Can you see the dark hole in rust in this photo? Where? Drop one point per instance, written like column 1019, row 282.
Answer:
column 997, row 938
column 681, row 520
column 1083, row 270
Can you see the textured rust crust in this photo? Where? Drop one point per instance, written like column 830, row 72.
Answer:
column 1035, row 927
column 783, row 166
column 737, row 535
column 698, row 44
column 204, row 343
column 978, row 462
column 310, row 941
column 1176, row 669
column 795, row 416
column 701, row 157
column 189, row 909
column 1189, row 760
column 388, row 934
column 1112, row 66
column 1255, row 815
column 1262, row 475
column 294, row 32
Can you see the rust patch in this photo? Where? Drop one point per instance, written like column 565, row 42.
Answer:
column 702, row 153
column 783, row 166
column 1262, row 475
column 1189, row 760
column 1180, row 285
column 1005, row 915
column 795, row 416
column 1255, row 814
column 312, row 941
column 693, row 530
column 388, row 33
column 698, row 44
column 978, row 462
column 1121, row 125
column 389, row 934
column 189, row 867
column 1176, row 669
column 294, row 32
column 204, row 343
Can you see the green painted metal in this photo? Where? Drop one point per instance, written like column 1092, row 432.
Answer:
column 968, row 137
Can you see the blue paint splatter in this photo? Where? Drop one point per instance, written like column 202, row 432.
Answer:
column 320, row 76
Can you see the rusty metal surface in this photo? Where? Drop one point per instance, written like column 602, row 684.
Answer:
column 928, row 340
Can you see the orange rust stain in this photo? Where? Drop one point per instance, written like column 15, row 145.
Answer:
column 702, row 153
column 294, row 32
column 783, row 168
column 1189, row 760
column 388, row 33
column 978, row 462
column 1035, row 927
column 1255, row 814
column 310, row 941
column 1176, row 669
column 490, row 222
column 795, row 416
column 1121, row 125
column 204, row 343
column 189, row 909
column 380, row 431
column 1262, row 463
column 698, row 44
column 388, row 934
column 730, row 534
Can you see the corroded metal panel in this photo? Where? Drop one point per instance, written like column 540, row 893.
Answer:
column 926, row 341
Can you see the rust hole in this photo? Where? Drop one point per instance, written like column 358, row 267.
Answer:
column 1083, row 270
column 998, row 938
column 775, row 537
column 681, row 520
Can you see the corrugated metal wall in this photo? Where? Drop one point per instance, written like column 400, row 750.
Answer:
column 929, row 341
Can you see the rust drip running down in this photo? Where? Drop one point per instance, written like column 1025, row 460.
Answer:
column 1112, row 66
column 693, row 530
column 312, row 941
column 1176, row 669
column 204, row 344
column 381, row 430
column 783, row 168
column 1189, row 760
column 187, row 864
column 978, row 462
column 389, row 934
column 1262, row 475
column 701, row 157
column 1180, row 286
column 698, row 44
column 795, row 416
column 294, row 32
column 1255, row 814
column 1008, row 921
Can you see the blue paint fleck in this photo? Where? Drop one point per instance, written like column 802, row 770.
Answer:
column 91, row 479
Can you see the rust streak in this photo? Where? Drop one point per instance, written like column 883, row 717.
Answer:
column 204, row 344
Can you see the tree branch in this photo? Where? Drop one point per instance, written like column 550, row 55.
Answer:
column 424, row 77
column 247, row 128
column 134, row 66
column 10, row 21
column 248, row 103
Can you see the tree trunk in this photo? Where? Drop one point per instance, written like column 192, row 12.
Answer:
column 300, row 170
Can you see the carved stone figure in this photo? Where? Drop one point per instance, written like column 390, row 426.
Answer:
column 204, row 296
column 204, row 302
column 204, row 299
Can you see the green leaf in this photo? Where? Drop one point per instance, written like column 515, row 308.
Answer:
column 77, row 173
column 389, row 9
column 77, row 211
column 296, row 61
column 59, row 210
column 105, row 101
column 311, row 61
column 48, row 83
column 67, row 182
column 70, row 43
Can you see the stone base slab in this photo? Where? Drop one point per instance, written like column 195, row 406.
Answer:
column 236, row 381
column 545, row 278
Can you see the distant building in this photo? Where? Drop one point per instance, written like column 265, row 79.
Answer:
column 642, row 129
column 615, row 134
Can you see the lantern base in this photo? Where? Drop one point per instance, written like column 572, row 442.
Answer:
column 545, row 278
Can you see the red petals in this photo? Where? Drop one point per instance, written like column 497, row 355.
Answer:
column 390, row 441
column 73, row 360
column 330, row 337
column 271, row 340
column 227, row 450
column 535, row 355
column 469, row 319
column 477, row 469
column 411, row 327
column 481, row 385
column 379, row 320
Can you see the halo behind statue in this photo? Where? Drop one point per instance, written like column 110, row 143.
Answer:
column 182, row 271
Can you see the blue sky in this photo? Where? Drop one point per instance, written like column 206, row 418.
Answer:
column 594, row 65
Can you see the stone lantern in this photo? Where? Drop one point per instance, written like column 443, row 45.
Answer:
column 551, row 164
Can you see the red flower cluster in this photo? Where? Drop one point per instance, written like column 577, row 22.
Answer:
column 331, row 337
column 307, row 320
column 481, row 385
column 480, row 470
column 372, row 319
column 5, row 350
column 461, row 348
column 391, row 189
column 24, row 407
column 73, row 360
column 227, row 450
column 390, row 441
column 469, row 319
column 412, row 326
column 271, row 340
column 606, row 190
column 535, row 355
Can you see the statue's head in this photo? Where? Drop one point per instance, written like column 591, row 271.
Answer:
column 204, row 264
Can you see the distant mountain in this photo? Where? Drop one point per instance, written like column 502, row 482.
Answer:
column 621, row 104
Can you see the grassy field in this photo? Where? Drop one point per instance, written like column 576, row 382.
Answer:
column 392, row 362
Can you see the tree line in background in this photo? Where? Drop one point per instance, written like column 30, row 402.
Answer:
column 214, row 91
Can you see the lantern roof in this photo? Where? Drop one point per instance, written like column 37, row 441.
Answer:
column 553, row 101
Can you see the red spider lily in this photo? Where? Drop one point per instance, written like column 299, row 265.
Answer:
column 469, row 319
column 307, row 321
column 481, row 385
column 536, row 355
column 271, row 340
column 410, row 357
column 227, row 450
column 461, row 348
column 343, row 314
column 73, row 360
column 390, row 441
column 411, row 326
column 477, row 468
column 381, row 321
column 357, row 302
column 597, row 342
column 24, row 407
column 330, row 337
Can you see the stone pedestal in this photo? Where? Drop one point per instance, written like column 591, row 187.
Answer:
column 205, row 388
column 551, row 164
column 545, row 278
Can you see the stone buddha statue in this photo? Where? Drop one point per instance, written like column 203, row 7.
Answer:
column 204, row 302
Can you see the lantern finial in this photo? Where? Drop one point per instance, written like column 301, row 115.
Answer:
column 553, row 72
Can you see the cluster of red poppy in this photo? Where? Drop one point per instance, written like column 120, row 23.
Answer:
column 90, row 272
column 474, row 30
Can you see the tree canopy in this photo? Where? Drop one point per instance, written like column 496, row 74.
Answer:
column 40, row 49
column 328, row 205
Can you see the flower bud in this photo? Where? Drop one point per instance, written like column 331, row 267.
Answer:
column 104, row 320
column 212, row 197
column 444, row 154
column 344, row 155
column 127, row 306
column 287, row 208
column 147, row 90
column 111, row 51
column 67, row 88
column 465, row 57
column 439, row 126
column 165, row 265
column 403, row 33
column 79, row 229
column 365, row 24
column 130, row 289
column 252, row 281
================
*Task statement*:
Exact copy required. Retype all of the entries word for word.

*Problem solution*:
Can you see the dark hole in rust in this photo? Where? Drop one point per instance, written like column 1019, row 282.
Answer:
column 997, row 938
column 681, row 520
column 1083, row 270
Can you see the textured rust crust in this photo? Where? Drop one point per instance, written like column 830, row 72.
Answer:
column 1035, row 927
column 783, row 166
column 737, row 535
column 698, row 44
column 204, row 343
column 978, row 462
column 310, row 941
column 1176, row 669
column 795, row 416
column 701, row 157
column 189, row 909
column 1189, row 760
column 388, row 934
column 1112, row 66
column 1255, row 815
column 1262, row 475
column 294, row 32
Can you see the rust patch in this photo? Where? Drop one point per instance, written like column 565, row 42.
Answer:
column 702, row 153
column 783, row 166
column 1262, row 475
column 1189, row 760
column 1180, row 285
column 1005, row 915
column 795, row 416
column 1255, row 814
column 312, row 941
column 693, row 530
column 388, row 33
column 698, row 44
column 978, row 462
column 1121, row 125
column 389, row 934
column 189, row 867
column 1176, row 669
column 294, row 32
column 204, row 343
Can you see the green painted metal in this photo? Where? Drop one point per instance, written like column 1092, row 432.
Answer:
column 968, row 137
Can you see the blue paint splatter in this photo? Where? Drop one point per instance, written like column 202, row 432.
Answer:
column 320, row 76
Can you see the rusty metal surface in this photo? Where? Drop one point per instance, written like column 602, row 684.
Answer:
column 928, row 340
Can you see the orange rust stain in this photo? Where? Drop one point per instance, written like column 15, row 145.
Answer:
column 702, row 153
column 294, row 32
column 783, row 168
column 1189, row 760
column 388, row 33
column 978, row 462
column 1035, row 927
column 1255, row 814
column 310, row 941
column 1176, row 669
column 490, row 222
column 795, row 416
column 1121, row 125
column 204, row 343
column 189, row 909
column 380, row 431
column 1262, row 463
column 698, row 44
column 388, row 934
column 730, row 534
Can you see the corroded metal panel in this photo? Where? Drop one point per instance, written like column 540, row 893.
Answer:
column 926, row 341
Can you see the rust hole in this photo? Where? Drop one point per instance, written like column 358, row 267.
Answer:
column 1083, row 270
column 998, row 938
column 775, row 537
column 681, row 520
Can you see the corrugated metal wall in this photo? Where? Drop one point per instance, written like column 400, row 750.
Answer:
column 929, row 341
Can you see the rust drip running down in this photo? Where? Drop one point per instance, written like column 1025, row 460.
Answer:
column 1112, row 66
column 693, row 530
column 312, row 941
column 1176, row 669
column 204, row 344
column 381, row 430
column 783, row 168
column 1189, row 760
column 187, row 864
column 978, row 462
column 389, row 934
column 1262, row 475
column 701, row 157
column 1180, row 286
column 698, row 44
column 795, row 416
column 294, row 32
column 1255, row 814
column 1008, row 921
Can you see the blue paint fleck in this photo? Where? Drop one point per instance, written like column 802, row 770.
Answer:
column 91, row 479
Can you see the rust streak in this photo? Where? Drop one point per instance, written like column 883, row 717.
Answer:
column 204, row 344
Can you see the tree branch in this photo? Where? Drop one point per instance, written like column 550, row 55.
Answer:
column 424, row 77
column 247, row 128
column 134, row 66
column 10, row 21
column 248, row 103
Can you see the tree trunk in this photo? Where? Drop one point per instance, written like column 192, row 12.
Answer:
column 300, row 170
Can you see the carved stone figure in this photo? Where? Drop one point per instance, written like column 390, row 426.
Answer:
column 204, row 296
column 204, row 302
column 204, row 299
Can you see the green leaf in this photo? Where? Drop one point per instance, written like column 515, row 308.
Answer:
column 77, row 173
column 389, row 9
column 77, row 211
column 296, row 61
column 59, row 210
column 105, row 101
column 311, row 61
column 48, row 83
column 67, row 182
column 70, row 43
Can you see the stone base slab in this photo? Where? Drop one point per instance, written like column 195, row 406.
Answer:
column 236, row 381
column 545, row 278
Can you see the distant building in this photo? Where? Drop one point per instance, written like column 265, row 79.
Answer:
column 642, row 129
column 615, row 134
Can you see the lantern base in this photo? Where? Drop one point per instance, written like column 572, row 442.
Answer:
column 545, row 278
Can you see the red petals in this photo? Where? Drop one point per instance, written like column 497, row 355.
Answer:
column 390, row 441
column 73, row 360
column 330, row 337
column 271, row 340
column 227, row 450
column 535, row 355
column 469, row 319
column 477, row 469
column 411, row 327
column 481, row 385
column 379, row 320
Can you see the halo behind statue in this photo? Where? Drop one point per instance, written like column 110, row 143.
Answer:
column 182, row 271
Can you see the blue sky in this photo? Where? Drop one point per instance, written like column 206, row 418.
Answer:
column 594, row 65
Can you see the stone lantern in this photo? Where? Drop one point per instance, written like column 443, row 45.
Answer:
column 551, row 164
Can you see the red flower cluster in this photo? Where? Drop one point per instance, written like column 577, row 22.
Answer:
column 331, row 337
column 307, row 320
column 481, row 385
column 480, row 470
column 372, row 319
column 5, row 350
column 461, row 348
column 391, row 189
column 24, row 407
column 73, row 360
column 227, row 450
column 390, row 441
column 469, row 319
column 412, row 326
column 271, row 340
column 606, row 190
column 535, row 355
Can you see the statue's head in this photo? Where? Drop one point per instance, written like column 591, row 271.
Answer:
column 204, row 264
Can you see the distant mountain in this photo? Where? Drop one point per instance, written like column 502, row 482.
Answer:
column 621, row 104
Can you see the grassy field in this photo? Where? Drop one point per instance, written like column 576, row 382.
Answer:
column 392, row 362
Can you see the tree line in background in this photo? Where? Drop one point per instance, written like column 30, row 402.
Answer:
column 214, row 91
Can you see the lantern roof in this photo? Where? Drop one point per instance, written like column 37, row 441.
Answer:
column 553, row 101
Can you see the red spider lily in this photo? Where? Drop one point per instance, written like column 299, row 265.
Answer:
column 469, row 319
column 307, row 321
column 481, row 385
column 536, row 355
column 271, row 340
column 410, row 357
column 227, row 450
column 461, row 348
column 343, row 314
column 73, row 360
column 390, row 441
column 411, row 326
column 477, row 468
column 381, row 321
column 357, row 302
column 597, row 342
column 24, row 407
column 330, row 337
Can you see the stone pedestal in this photo? Where? Drop one point per instance, written like column 591, row 187.
Answer:
column 205, row 388
column 551, row 164
column 545, row 278
Can you see the stone buddha statue in this photo? Where? Drop one point per instance, written like column 203, row 7.
Answer:
column 204, row 302
Can you see the lantern finial in this photo? Where? Drop one point per instance, written like column 301, row 115.
Answer:
column 553, row 72
Can you see the cluster of red poppy in this photo? Where? Drop one point per instance, written like column 120, row 23.
Answer:
column 90, row 272
column 474, row 30
Can you see the tree canopy in this photo? Where? Drop one point per instance, written like column 496, row 74.
Answer:
column 40, row 49
column 328, row 205
Can you see the flower bud in this photo? Where? Drop one point per instance, written like column 331, row 267.
Answer:
column 104, row 320
column 212, row 197
column 444, row 154
column 344, row 155
column 127, row 306
column 287, row 208
column 147, row 90
column 111, row 51
column 67, row 88
column 465, row 57
column 439, row 126
column 165, row 265
column 403, row 33
column 79, row 229
column 365, row 24
column 130, row 289
column 252, row 281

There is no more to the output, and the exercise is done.